Please present the stretch of the data below from the line containing "the orange flame" through the end of the data, both ends included, as a Markdown table with the columns Row and Line, numbering each row and leaving out any blank lines.

□ □ □ □ □

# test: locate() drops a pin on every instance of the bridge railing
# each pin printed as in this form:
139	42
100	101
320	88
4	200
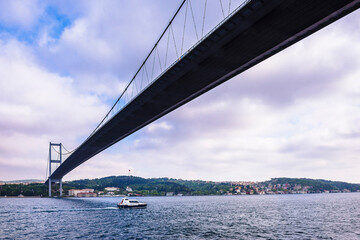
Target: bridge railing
193	21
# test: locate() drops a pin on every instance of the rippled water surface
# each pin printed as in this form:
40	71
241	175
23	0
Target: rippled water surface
310	216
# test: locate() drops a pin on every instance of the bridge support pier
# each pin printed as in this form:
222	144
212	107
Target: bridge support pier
56	161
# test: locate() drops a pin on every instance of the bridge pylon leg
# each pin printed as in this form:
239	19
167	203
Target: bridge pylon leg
58	161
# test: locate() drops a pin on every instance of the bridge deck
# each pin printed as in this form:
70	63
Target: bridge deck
257	31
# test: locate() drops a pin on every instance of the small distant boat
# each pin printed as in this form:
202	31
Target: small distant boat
131	203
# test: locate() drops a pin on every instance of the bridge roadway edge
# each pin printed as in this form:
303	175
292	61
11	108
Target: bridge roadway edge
253	34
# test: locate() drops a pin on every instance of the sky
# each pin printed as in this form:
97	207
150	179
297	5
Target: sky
64	63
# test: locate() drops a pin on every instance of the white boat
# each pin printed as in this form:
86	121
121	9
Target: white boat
131	203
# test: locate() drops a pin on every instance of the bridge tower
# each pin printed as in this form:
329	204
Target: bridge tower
58	160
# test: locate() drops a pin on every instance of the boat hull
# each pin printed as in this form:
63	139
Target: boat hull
141	205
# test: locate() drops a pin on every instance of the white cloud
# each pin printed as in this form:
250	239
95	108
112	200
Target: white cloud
36	107
20	13
296	114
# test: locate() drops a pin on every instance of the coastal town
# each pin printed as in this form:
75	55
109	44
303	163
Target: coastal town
136	186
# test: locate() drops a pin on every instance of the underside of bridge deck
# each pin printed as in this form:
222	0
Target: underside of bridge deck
257	31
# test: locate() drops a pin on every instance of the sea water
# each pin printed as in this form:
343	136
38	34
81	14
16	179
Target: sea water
307	216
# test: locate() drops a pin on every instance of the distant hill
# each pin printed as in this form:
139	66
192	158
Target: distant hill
23	181
316	185
163	186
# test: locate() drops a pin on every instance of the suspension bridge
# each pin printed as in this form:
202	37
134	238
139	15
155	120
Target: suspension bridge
204	44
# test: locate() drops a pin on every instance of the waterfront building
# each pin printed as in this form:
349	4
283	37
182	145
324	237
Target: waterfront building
111	189
75	192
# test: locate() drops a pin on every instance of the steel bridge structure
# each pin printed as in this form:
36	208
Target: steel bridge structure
173	75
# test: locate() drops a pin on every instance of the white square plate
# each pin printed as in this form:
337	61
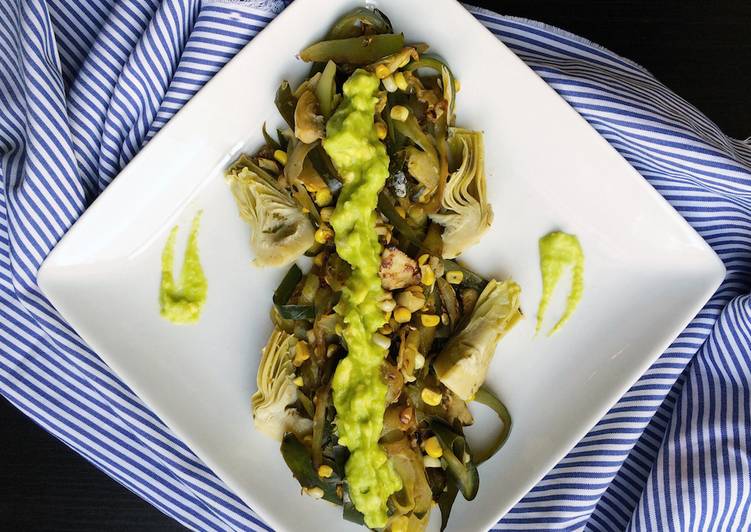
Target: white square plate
647	271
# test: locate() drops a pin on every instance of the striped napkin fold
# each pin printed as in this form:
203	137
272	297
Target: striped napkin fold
84	85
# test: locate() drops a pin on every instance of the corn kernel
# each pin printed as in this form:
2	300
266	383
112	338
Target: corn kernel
387	305
381	341
323	234
382	71
326	213
455	277
389	84
318	259
386	329
280	156
428	277
401	81
431	397
402	315
400	113
400	523
433	447
324	197
302	353
315	492
381	130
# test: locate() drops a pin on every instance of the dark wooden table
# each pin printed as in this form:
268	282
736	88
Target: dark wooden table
701	50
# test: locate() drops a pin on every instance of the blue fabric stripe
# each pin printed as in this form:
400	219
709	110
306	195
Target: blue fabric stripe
84	86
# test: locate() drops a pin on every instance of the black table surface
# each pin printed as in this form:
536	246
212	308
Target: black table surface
702	50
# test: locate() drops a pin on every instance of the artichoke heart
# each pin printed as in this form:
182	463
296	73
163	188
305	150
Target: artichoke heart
280	230
465	212
463	364
272	414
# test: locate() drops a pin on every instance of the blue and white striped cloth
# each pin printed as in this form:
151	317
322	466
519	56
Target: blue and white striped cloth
84	85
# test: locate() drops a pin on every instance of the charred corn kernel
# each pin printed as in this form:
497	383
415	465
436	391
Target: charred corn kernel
428	277
381	130
382	71
381	341
326	213
417	214
389	84
402	315
324	197
430	396
280	156
302	353
399	112
433	447
325	471
412	301
318	259
315	492
401	81
387	305
455	277
323	234
400	523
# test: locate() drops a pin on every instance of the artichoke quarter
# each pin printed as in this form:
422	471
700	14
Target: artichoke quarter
463	364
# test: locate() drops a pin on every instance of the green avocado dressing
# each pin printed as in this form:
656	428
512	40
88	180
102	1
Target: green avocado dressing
559	251
359	391
182	303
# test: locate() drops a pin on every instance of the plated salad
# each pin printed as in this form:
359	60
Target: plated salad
383	338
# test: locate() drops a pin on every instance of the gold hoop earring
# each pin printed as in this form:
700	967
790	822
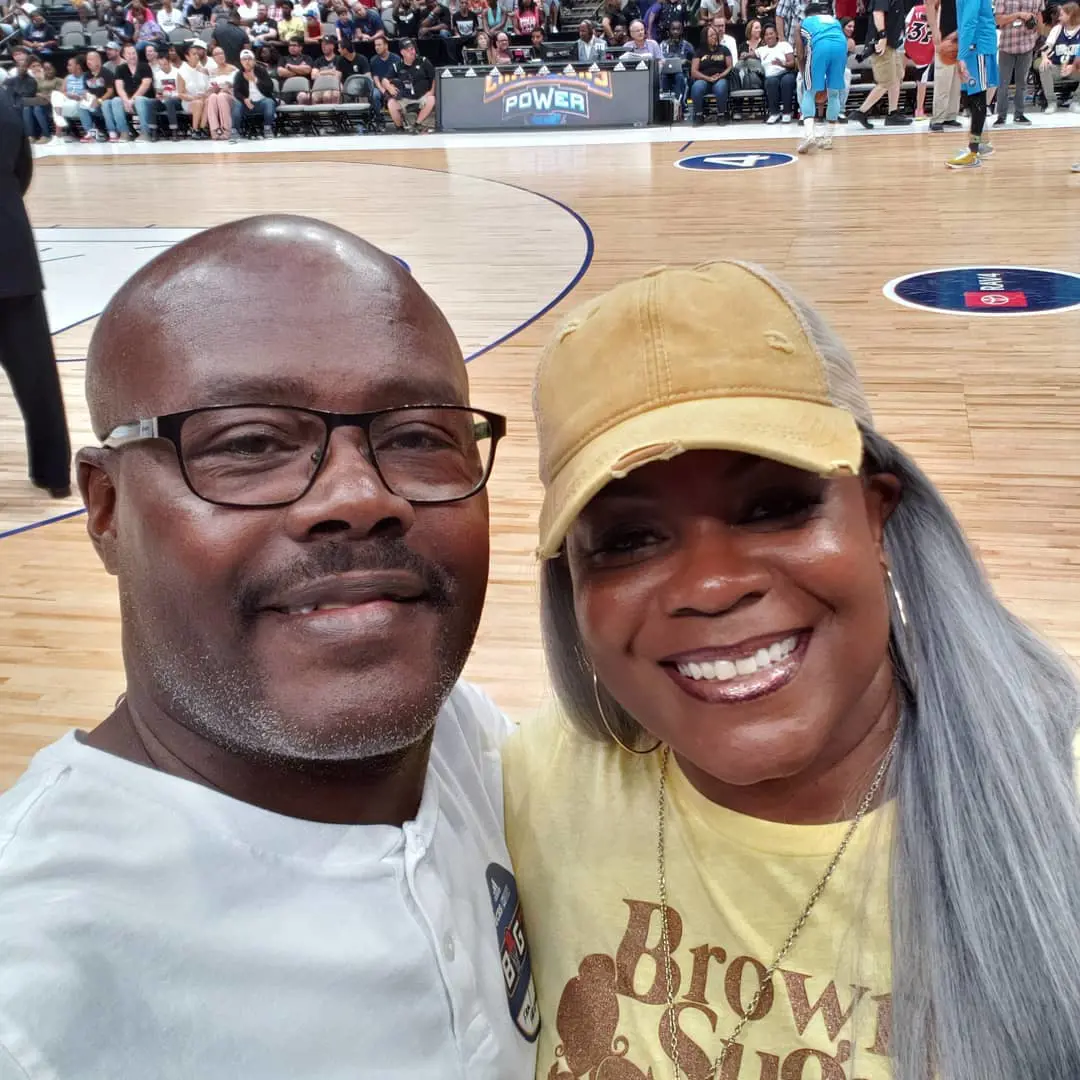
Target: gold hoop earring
908	633
607	727
901	610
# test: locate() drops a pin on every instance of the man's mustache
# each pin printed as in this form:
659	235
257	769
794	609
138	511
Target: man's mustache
335	557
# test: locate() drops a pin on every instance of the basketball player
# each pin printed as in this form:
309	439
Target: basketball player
977	65
822	53
26	348
919	49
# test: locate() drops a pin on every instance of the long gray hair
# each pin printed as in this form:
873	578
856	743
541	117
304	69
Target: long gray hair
985	876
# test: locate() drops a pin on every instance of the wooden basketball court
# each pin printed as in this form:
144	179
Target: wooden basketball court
507	240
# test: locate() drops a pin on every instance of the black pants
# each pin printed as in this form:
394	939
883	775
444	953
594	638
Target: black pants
26	354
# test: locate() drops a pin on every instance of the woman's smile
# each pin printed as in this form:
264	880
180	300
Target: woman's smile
725	676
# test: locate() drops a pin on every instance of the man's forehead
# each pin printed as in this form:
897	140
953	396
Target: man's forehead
309	325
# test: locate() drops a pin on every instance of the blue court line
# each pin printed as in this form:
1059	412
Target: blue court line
572	284
71	326
48	521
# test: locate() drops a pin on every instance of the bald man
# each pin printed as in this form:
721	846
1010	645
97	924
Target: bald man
282	854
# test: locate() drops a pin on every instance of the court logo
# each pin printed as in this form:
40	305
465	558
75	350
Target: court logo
987	291
547	98
734	161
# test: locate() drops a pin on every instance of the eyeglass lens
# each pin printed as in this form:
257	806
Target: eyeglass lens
255	455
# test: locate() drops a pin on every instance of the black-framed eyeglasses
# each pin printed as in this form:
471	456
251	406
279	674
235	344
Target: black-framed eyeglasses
267	456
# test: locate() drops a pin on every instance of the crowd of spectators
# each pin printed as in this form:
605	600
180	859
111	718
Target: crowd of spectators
219	68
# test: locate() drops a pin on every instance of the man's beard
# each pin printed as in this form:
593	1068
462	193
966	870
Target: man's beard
230	704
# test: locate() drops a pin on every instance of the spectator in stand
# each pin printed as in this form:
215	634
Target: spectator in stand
466	24
294	65
1017	34
590	46
612	17
407	15
112	57
169	91
778	57
65	100
500	53
435	22
39	37
709	76
98	90
115	19
385	66
755	38
200	13
660	15
326	65
790	13
1058	55
194	88
478	51
134	93
414	84
919	51
253	94
171	18
264	29
145	28
493	19
312	29
640	46
22	88
368	24
219	97
231	37
720	25
350	62
675	46
528	16
267	55
885	34
345	26
748	72
291	26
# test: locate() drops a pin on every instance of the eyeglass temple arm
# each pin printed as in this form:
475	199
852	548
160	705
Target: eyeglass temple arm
129	432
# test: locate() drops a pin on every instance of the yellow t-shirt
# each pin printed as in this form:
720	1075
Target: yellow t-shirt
582	832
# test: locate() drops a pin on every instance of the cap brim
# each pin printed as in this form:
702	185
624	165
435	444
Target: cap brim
820	439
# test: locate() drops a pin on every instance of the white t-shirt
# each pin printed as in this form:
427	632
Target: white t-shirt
194	81
772	59
165	82
171	19
156	929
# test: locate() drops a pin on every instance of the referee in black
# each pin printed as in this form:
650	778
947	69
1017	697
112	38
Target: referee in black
26	348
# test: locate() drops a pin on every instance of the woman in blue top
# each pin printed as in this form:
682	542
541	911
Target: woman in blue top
822	52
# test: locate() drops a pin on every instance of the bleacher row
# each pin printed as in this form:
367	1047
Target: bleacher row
356	109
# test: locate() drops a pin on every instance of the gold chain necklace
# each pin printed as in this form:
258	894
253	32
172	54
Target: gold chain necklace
796	930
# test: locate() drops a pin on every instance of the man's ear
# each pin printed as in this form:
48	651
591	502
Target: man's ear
99	495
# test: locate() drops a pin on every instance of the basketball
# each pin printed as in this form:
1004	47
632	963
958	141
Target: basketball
948	49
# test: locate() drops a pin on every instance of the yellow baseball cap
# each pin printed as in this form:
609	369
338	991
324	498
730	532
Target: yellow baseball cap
715	356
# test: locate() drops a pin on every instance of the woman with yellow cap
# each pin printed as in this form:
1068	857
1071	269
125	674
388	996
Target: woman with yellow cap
807	808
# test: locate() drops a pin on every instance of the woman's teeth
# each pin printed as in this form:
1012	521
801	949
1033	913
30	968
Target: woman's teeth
724	670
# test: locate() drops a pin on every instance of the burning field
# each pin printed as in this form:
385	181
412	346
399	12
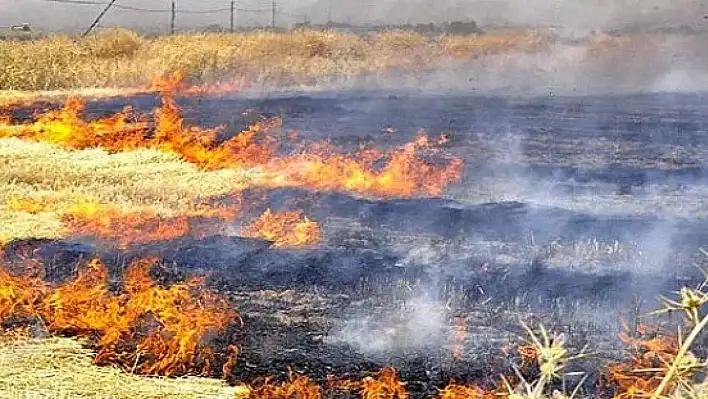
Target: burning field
360	244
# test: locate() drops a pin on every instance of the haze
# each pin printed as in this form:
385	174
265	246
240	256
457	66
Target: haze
576	14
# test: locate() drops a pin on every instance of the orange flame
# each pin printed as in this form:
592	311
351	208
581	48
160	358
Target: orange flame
459	335
286	229
146	328
404	173
385	386
456	391
110	224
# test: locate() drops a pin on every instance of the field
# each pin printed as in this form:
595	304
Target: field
163	218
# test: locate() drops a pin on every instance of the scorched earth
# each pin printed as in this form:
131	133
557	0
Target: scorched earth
340	243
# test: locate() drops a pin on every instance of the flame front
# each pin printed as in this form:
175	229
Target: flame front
145	328
405	172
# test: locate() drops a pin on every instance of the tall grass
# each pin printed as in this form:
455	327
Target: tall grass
121	58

□ □ □ □ □

#### Answer to the exercise
| Row | Line |
|---|---|
| 1 | # test: locate() drops a pin on every instance of the orange flame |
| 2 | # each pin printed as in this form: |
| 3 | 592	311 |
| 4 | 351	208 |
| 5 | 581	48 |
| 6 | 160	358 |
| 7 | Target: orange flame |
| 8 | 459	335 |
| 9 | 286	229 |
| 10 | 146	328 |
| 11 | 404	173 |
| 12 | 385	386 |
| 13 | 456	391 |
| 14 | 110	224 |
| 15 | # test: locate() drops a pin on every instance of the field |
| 16 | # each pin printed as in this form: |
| 17 | 595	304 |
| 18 | Target: field |
| 19 | 163	218 |
| 20 | # test: locate() drops a pin on every instance of the scorched earth |
| 21 | # each pin printed as in this form: |
| 22 | 131	133 |
| 23 | 557	0 |
| 24 | Target: scorched earth |
| 25 | 340	243 |
| 26 | # test: locate() drops a pin on every instance of the flame front |
| 27 | # each pin printed as in this form: |
| 28 | 175	229 |
| 29 | Target: flame front |
| 30 | 145	328 |
| 31 | 405	172 |
| 32 | # test: locate() drops a pin on every instance of the tall grass |
| 33 | # each pin printed as in this form: |
| 34 | 455	327 |
| 35 | Target: tall grass |
| 36 | 121	58 |